__Try it__
In the entries below, the line with "Identify each goose" marks the start. Return it and every following line exactly, ending with the last.

__Given entries__
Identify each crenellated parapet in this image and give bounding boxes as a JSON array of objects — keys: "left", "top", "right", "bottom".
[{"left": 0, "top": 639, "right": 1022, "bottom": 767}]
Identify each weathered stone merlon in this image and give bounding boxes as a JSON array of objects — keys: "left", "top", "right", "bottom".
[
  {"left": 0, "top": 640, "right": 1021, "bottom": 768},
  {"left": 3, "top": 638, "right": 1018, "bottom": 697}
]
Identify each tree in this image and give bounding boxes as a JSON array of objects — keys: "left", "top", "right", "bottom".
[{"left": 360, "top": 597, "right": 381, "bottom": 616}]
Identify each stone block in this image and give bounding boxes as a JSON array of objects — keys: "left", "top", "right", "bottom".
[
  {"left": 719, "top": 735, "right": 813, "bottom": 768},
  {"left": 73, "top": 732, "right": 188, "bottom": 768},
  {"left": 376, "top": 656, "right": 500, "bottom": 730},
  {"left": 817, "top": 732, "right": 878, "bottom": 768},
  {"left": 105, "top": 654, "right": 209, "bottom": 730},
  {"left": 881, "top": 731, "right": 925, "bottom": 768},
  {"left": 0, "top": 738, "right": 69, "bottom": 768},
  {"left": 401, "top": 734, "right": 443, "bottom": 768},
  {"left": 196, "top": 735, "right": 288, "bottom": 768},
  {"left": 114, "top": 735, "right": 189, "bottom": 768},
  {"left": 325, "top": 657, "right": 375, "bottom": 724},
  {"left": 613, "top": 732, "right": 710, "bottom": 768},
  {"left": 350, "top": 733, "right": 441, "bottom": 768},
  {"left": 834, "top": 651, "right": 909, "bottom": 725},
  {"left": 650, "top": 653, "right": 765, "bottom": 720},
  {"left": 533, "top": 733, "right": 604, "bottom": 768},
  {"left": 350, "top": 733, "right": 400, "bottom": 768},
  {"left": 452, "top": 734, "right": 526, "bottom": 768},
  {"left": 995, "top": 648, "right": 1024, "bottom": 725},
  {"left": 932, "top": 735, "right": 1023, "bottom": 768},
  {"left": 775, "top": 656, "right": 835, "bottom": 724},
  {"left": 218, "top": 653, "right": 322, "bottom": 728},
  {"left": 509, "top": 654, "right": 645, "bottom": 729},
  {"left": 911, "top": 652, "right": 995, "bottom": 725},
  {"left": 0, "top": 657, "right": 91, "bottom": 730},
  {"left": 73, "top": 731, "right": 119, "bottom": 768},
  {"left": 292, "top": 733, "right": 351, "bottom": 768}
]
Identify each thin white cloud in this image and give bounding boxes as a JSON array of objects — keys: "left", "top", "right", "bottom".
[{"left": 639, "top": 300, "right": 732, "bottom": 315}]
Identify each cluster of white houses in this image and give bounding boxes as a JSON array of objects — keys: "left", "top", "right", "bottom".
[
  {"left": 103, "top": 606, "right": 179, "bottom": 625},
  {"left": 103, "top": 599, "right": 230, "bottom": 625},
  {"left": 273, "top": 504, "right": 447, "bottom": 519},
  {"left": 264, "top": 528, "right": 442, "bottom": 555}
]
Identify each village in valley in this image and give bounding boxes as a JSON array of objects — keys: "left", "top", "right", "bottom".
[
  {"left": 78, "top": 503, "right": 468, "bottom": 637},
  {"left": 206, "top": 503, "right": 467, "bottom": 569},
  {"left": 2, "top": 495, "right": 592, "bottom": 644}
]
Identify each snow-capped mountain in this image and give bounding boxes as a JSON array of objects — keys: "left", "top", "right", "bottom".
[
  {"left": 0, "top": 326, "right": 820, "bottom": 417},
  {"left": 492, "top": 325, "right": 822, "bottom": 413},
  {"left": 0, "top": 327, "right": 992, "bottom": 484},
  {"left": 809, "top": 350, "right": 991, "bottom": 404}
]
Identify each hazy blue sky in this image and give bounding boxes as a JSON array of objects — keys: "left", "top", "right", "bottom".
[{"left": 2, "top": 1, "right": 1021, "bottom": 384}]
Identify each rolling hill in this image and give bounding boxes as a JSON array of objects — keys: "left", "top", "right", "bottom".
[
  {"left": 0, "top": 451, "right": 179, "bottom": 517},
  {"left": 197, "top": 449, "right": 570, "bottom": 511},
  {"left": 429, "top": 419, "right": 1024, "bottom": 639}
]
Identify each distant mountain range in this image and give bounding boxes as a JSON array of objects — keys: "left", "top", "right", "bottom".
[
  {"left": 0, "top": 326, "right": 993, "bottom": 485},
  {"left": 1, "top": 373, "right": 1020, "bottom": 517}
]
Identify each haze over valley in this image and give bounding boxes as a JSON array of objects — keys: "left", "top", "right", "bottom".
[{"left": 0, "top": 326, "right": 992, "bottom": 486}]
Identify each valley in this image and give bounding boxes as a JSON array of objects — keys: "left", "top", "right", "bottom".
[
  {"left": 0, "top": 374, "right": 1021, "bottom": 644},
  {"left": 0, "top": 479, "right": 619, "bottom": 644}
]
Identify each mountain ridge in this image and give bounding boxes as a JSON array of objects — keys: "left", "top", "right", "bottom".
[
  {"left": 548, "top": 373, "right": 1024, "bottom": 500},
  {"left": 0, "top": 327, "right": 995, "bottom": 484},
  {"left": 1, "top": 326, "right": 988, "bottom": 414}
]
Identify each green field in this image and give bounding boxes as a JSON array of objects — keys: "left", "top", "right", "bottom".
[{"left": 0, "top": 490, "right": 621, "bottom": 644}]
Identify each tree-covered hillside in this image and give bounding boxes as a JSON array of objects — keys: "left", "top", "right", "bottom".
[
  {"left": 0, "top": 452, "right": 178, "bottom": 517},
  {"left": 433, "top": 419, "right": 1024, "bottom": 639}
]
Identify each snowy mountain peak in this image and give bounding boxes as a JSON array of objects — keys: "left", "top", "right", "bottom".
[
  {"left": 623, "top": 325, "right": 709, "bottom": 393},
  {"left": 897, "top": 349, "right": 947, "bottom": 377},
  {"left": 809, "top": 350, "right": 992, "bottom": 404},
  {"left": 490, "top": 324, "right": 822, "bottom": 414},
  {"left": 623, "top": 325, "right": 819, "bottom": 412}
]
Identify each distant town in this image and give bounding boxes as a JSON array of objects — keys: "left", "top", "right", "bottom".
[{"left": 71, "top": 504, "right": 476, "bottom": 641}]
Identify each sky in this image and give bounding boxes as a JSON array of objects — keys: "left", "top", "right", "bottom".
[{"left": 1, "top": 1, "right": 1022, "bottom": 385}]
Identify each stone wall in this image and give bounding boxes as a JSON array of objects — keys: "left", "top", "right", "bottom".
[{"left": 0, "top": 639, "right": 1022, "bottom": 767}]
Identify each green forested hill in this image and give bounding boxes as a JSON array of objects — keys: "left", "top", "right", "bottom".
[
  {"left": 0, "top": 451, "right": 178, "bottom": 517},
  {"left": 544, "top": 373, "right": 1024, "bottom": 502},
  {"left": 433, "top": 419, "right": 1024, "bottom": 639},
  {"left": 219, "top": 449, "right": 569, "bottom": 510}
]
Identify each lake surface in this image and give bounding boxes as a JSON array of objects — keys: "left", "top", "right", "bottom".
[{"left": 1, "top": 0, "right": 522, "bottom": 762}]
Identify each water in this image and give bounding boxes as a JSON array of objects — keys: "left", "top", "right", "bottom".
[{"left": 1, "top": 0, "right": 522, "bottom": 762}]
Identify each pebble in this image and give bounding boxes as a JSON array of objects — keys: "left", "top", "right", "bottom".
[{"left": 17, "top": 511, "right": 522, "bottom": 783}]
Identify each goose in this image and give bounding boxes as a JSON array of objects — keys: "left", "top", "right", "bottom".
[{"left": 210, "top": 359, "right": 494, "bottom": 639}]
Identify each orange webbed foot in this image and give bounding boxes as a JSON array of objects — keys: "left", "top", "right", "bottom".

__Task output__
Identify each goose in this image and give bounding boxes as a JSON array of objects — keys: "left", "top", "right", "bottom".
[{"left": 210, "top": 359, "right": 494, "bottom": 639}]
Identify each orange webbed foot in this image and give bounding boxes as a JSON array of objects — keys: "left", "top", "right", "bottom".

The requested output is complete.